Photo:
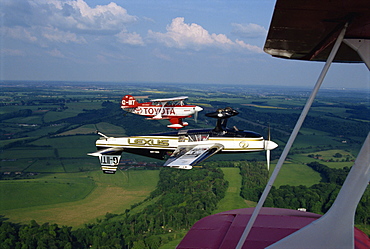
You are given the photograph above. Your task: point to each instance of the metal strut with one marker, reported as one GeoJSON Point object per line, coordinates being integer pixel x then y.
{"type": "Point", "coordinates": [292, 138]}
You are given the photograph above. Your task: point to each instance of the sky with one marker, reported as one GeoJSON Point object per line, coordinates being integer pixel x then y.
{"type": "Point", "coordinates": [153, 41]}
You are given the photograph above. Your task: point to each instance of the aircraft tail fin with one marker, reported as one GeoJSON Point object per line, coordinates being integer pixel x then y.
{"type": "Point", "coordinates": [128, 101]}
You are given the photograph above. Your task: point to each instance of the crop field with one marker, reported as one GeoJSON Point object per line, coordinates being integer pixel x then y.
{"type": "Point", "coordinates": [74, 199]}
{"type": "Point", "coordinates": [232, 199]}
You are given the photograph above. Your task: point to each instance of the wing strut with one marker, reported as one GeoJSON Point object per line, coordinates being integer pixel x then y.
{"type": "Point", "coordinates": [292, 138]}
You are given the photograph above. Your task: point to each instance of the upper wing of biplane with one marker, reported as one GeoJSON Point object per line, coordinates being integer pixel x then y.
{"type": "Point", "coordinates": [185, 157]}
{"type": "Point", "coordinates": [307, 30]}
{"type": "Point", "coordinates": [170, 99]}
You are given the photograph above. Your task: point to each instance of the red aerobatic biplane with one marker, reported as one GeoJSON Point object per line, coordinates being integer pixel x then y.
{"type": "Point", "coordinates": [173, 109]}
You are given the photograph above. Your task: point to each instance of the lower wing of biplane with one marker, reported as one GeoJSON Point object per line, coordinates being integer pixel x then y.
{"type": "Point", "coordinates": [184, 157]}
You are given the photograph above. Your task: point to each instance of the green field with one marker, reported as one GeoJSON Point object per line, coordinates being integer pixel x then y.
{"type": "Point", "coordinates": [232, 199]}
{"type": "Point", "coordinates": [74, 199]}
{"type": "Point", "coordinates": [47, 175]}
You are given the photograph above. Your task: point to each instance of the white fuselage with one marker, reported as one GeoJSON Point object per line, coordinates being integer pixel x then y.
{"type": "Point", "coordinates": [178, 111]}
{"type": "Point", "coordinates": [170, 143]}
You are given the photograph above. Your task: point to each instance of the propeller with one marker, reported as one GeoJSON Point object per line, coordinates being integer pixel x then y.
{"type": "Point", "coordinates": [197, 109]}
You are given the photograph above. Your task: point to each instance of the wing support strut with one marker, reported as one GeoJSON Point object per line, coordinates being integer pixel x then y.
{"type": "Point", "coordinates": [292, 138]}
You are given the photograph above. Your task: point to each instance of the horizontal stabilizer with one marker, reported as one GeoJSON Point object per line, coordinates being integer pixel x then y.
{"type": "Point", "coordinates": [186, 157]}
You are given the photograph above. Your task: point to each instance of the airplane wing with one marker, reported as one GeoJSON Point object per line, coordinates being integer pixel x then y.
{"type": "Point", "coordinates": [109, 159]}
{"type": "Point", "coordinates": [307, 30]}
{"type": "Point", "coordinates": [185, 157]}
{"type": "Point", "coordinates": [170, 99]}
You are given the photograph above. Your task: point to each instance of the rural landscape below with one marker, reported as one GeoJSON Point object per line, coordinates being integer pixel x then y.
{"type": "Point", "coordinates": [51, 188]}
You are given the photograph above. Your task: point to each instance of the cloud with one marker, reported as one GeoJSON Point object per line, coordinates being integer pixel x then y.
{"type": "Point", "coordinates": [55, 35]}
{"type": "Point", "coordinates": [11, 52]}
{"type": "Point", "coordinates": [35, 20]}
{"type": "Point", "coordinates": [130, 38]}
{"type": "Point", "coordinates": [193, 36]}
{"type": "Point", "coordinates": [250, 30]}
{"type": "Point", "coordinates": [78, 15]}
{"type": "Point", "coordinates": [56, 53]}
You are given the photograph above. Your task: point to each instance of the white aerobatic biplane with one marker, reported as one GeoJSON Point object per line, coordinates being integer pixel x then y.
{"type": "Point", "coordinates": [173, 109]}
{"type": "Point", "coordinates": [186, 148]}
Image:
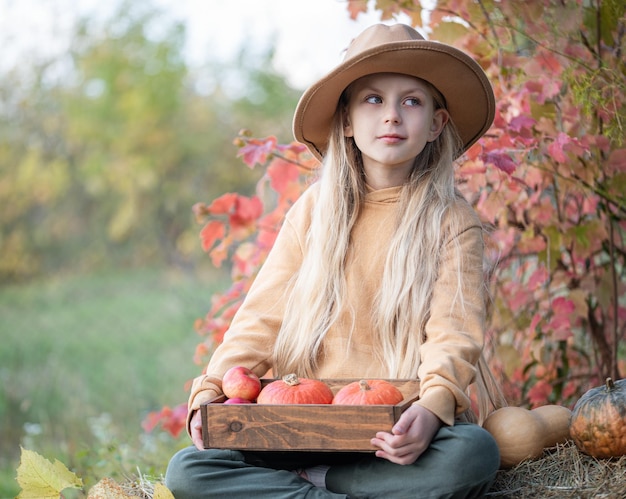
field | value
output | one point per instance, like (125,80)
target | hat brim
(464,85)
+---+
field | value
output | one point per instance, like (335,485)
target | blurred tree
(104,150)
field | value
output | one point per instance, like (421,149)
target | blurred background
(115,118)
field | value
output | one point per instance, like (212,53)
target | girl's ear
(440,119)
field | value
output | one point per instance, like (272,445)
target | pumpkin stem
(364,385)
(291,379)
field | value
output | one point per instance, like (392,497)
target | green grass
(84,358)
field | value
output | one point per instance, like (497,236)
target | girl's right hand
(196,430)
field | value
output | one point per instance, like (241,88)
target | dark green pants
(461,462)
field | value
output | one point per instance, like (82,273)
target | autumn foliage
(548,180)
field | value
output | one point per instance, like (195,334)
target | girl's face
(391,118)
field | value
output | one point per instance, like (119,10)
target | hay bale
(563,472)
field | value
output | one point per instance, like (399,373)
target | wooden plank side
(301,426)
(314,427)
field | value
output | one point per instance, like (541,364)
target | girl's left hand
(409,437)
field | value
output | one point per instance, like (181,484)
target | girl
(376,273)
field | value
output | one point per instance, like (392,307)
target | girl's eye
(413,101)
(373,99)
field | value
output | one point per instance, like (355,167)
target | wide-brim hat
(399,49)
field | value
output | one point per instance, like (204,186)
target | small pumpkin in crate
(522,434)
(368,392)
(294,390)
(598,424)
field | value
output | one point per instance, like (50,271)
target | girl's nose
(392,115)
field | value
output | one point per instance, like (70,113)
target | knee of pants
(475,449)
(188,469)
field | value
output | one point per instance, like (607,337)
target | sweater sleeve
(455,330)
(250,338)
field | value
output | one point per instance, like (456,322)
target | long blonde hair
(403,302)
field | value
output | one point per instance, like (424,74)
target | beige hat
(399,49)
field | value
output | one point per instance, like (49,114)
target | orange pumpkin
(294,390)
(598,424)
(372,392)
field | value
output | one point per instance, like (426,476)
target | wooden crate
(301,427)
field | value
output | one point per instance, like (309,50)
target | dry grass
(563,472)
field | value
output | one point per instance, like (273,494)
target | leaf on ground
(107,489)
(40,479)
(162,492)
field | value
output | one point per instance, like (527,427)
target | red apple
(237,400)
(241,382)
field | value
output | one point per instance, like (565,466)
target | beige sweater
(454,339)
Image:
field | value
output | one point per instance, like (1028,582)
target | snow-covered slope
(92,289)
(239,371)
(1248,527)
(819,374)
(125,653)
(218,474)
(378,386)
+---+
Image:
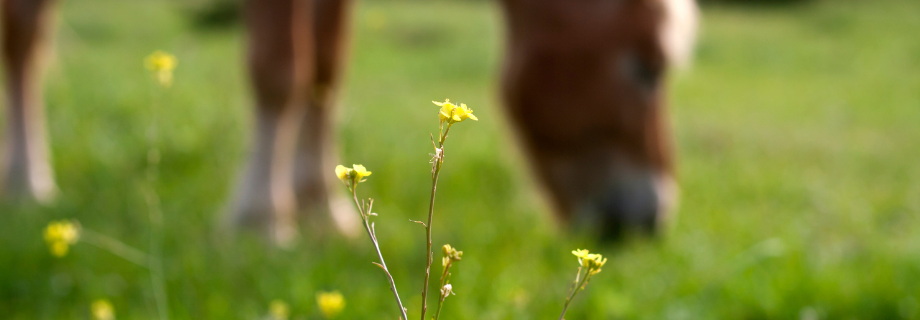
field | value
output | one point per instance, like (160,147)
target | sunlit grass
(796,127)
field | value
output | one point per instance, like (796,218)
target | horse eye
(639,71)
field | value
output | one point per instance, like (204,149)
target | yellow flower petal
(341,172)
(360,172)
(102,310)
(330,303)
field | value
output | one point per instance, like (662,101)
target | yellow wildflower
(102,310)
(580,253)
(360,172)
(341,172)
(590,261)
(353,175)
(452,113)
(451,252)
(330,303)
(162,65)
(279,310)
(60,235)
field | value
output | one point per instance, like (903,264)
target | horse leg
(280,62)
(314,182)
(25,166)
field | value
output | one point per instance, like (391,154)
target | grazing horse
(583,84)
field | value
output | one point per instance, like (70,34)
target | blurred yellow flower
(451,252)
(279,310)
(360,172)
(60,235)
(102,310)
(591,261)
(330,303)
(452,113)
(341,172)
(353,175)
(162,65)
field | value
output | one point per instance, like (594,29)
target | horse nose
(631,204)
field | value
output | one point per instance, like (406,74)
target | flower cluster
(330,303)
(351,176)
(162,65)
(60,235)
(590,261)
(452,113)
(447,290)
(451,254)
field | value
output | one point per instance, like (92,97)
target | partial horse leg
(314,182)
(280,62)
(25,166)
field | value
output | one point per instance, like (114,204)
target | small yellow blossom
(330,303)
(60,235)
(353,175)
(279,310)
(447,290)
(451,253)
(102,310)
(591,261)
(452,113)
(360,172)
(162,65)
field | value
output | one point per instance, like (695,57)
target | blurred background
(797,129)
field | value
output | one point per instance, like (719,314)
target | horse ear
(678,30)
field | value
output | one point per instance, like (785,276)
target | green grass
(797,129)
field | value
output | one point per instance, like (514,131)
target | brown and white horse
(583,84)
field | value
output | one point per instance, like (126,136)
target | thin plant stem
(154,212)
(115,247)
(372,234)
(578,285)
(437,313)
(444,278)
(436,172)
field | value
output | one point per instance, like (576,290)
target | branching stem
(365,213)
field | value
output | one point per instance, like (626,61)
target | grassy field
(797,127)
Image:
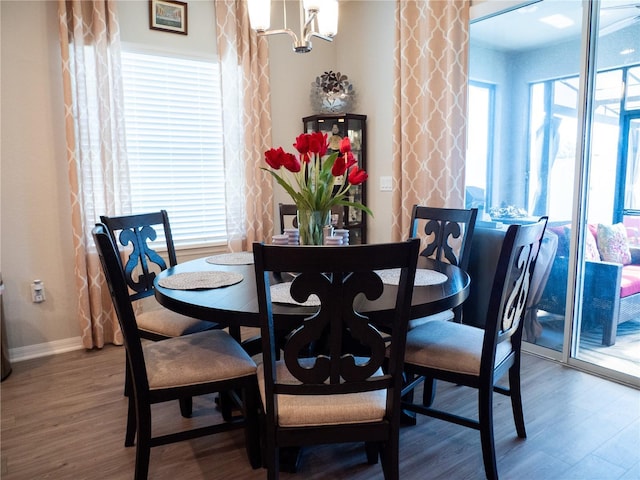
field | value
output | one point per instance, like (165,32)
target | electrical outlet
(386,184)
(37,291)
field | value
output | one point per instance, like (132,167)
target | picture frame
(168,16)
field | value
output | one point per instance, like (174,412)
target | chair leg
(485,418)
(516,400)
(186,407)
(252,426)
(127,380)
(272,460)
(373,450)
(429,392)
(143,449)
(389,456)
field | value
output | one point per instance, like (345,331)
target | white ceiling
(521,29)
+---+
#### The problem:
Within the data above, the span starting at the line containing "output | one point per instance, like (392,497)" and ending at the line containing "output | one point per instance, like (119,10)" is to be retyped exactly, with no other lines.

#### Task solution:
output | one point per instance, like (392,497)
target | green grass
(84,358)
field | value
output | one point per instance, like (497,236)
target | girl's right hand
(196,430)
field | value
output | one point per instance, like (241,88)
target | dark green pants
(461,462)
field | value
output | one point per instance, like (82,273)
target | autumn foliage
(548,180)
field | value
output | one point per instance, like (195,334)
target | girl's face
(391,118)
field | value
output | one point per instance, like (119,10)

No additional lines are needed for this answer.